WHAT NEEDS TO BE DONE | Please count the lines in the records below that contain the string "nose", and reply with only that number.
** begin EXCERPTED RECORDS **
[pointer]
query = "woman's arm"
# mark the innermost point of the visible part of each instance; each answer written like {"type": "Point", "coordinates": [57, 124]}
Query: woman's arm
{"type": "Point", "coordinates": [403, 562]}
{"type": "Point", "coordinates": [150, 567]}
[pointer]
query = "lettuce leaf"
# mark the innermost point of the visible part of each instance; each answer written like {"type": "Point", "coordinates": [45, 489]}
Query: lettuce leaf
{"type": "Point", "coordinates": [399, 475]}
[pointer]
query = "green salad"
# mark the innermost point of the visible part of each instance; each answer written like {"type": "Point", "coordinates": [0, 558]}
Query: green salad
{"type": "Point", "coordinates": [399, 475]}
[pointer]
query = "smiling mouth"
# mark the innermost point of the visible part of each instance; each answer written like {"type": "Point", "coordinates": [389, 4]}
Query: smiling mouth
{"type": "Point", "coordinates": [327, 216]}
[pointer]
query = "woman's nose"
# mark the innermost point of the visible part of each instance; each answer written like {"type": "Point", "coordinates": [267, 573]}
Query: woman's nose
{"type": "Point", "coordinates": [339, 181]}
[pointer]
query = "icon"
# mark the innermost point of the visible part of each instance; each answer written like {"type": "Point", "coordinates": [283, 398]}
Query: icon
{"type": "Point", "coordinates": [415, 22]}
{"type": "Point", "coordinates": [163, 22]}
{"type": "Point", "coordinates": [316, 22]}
** end EXCERPTED RECORDS **
OUTPUT OF THE TASK | 2